### Problem requirements
Drop every picture and give the entries back exactly.

### Rows

=-=-=-=-=

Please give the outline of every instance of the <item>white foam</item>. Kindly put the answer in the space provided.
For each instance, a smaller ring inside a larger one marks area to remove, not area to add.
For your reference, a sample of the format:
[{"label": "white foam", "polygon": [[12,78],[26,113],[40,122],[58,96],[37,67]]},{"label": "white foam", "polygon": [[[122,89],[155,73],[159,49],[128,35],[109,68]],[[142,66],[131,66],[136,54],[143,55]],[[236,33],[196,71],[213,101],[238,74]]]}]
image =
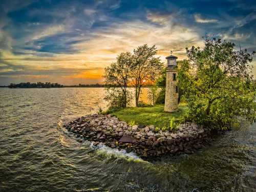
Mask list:
[{"label": "white foam", "polygon": [[102,143],[99,143],[96,146],[94,146],[94,142],[92,141],[91,142],[90,147],[92,148],[94,150],[99,150],[101,152],[105,153],[108,155],[114,155],[119,157],[122,156],[130,159],[133,159],[134,160],[139,160],[143,161],[142,159],[137,156],[133,152],[127,153],[126,151],[124,150],[121,150],[119,151],[116,148],[112,148],[104,145]]}]

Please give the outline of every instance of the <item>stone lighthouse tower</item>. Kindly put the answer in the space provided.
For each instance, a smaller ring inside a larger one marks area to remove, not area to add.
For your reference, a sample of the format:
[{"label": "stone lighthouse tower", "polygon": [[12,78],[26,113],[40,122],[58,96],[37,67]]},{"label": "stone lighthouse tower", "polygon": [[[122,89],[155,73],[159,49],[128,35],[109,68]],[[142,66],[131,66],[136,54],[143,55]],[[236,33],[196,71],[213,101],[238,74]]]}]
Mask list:
[{"label": "stone lighthouse tower", "polygon": [[176,59],[174,55],[166,57],[167,59],[166,84],[165,87],[165,101],[164,111],[173,112],[178,109],[178,98],[179,96],[177,86],[177,70]]}]

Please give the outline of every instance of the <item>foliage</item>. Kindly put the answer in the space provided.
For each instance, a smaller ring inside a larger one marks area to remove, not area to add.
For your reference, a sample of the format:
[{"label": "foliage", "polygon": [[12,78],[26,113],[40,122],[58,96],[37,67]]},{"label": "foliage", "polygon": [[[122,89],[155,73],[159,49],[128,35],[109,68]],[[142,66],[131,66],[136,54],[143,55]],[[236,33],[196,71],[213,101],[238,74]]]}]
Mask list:
[{"label": "foliage", "polygon": [[131,93],[126,91],[124,94],[120,88],[108,88],[106,95],[104,98],[109,102],[110,106],[125,108],[131,100]]},{"label": "foliage", "polygon": [[129,52],[122,53],[117,57],[116,62],[105,68],[104,77],[107,95],[105,99],[112,106],[126,107],[130,101],[127,90],[130,82],[133,57]]},{"label": "foliage", "polygon": [[99,109],[98,110],[98,113],[98,113],[98,114],[102,114],[102,113],[103,113],[102,109],[101,107],[100,107],[99,108]]},{"label": "foliage", "polygon": [[146,107],[146,106],[152,106],[152,105],[150,104],[147,104],[146,103],[142,101],[139,101],[138,103],[138,106],[140,106],[140,107]]},{"label": "foliage", "polygon": [[37,82],[33,83],[30,82],[20,82],[18,84],[11,83],[8,86],[9,88],[63,88],[64,86],[56,82],[51,83],[50,82],[45,83]]},{"label": "foliage", "polygon": [[186,49],[188,60],[179,66],[179,86],[189,118],[212,128],[227,129],[235,117],[256,120],[256,93],[249,63],[252,54],[221,39],[206,39],[202,49]]},{"label": "foliage", "polygon": [[131,70],[132,84],[135,88],[136,106],[139,104],[141,88],[143,84],[155,80],[163,68],[163,63],[157,53],[156,46],[148,47],[146,44],[139,46],[134,50],[134,65]]},{"label": "foliage", "polygon": [[176,128],[176,124],[175,123],[175,119],[174,118],[173,118],[170,120],[170,130],[173,130],[175,128]]},{"label": "foliage", "polygon": [[159,127],[164,126],[169,127],[170,120],[173,117],[175,118],[176,124],[179,124],[182,120],[181,117],[185,116],[188,110],[186,105],[181,103],[179,105],[178,111],[171,113],[164,112],[163,104],[146,108],[132,107],[115,109],[111,114],[117,116],[119,119],[126,122],[134,120],[138,124],[153,124]]},{"label": "foliage", "polygon": [[135,124],[135,121],[134,120],[132,120],[129,123],[129,125],[132,126],[133,126]]}]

=-=-=-=-=

### Result for this exercise
Please give the outline of every instance of the <item>white foam</item>. Kindly put the answer in the space provided.
For each instance, a smaller ring inside a larger one marks area to remove, not area to add.
For your reference, a sample of the format:
[{"label": "white foam", "polygon": [[12,78],[26,113],[40,122],[58,96],[37,67]]},{"label": "white foam", "polygon": [[[122,89],[155,73],[159,49],[128,35],[109,68]],[[142,66],[131,66],[136,54],[143,55]],[[236,33],[196,71],[213,101],[238,74]]]}]
image =
Mask list:
[{"label": "white foam", "polygon": [[102,143],[99,143],[96,146],[94,146],[94,142],[92,141],[91,142],[90,147],[92,148],[94,150],[99,150],[101,152],[105,153],[108,155],[114,155],[119,157],[122,156],[130,159],[133,159],[134,160],[139,160],[143,161],[142,159],[137,156],[133,152],[127,153],[126,151],[124,150],[121,150],[119,151],[116,148],[112,148],[104,145]]}]

Please give the outline of every instance of the <item>stone lighthouse tower</item>. Kindly put the answer in the space provided.
For each instance, a smaller ring inside a larger one marks area to remove, not area to add.
For your reference, a sample of the format:
[{"label": "stone lighthouse tower", "polygon": [[12,78],[26,113],[40,122],[58,96],[37,67]]},{"label": "stone lighthouse tower", "polygon": [[[122,89],[155,73],[159,49],[128,35],[109,68]],[[142,66],[131,66],[136,54],[143,55]],[[236,33],[196,71],[213,101],[238,74]]]}]
Mask list:
[{"label": "stone lighthouse tower", "polygon": [[176,59],[174,55],[166,57],[167,59],[166,84],[165,87],[165,101],[164,111],[173,112],[178,109],[178,98],[179,96],[177,86],[177,70]]}]

Please give the outline of every instance of the <item>foliage</item>. Kindly put the answer in the space provided.
For each instance, a smaller ring inside a larger one marks area to remove, not area to add.
For your reference, a sample of the format:
[{"label": "foliage", "polygon": [[12,78],[26,113],[40,122],[58,96],[37,67]]},{"label": "foliage", "polygon": [[[122,89],[155,73],[159,49],[128,35],[109,68]],[[142,66],[131,66],[136,54],[143,55]],[[236,33],[196,71],[213,101],[238,74]]]}]
Mask list:
[{"label": "foliage", "polygon": [[131,93],[126,91],[124,94],[120,88],[108,88],[106,95],[104,98],[109,102],[110,106],[125,108],[131,100]]},{"label": "foliage", "polygon": [[129,52],[122,53],[117,57],[116,62],[105,68],[104,77],[107,95],[105,99],[112,106],[126,107],[130,101],[127,90],[130,82],[133,57]]},{"label": "foliage", "polygon": [[99,109],[98,110],[98,113],[98,113],[98,114],[102,114],[102,113],[103,113],[102,109],[101,107],[100,107],[99,108]]},{"label": "foliage", "polygon": [[146,107],[146,106],[152,106],[152,105],[150,104],[147,104],[146,103],[142,101],[139,101],[138,103],[138,106],[140,106],[140,107]]},{"label": "foliage", "polygon": [[37,82],[33,83],[30,82],[20,82],[18,84],[11,83],[8,86],[9,88],[63,88],[64,86],[56,82],[51,83],[50,82],[45,83]]},{"label": "foliage", "polygon": [[186,49],[188,60],[179,66],[179,86],[189,118],[212,128],[227,129],[235,117],[256,120],[256,93],[249,63],[252,54],[221,39],[206,39],[202,49]]},{"label": "foliage", "polygon": [[131,70],[132,84],[135,88],[136,106],[139,104],[141,88],[143,84],[155,80],[163,68],[163,63],[157,53],[156,46],[148,47],[146,44],[139,46],[134,50],[134,65]]},{"label": "foliage", "polygon": [[176,128],[176,124],[175,123],[175,119],[174,118],[173,118],[170,120],[170,130],[173,130],[175,128]]},{"label": "foliage", "polygon": [[159,127],[164,126],[169,127],[170,120],[173,117],[175,118],[176,124],[179,124],[182,120],[181,117],[185,116],[188,110],[186,105],[181,103],[179,105],[178,111],[171,113],[164,112],[163,104],[146,108],[132,107],[115,109],[111,114],[117,116],[119,119],[126,122],[134,120],[138,124],[153,124]]},{"label": "foliage", "polygon": [[135,124],[135,121],[134,120],[132,120],[129,123],[129,125],[132,126],[133,126]]}]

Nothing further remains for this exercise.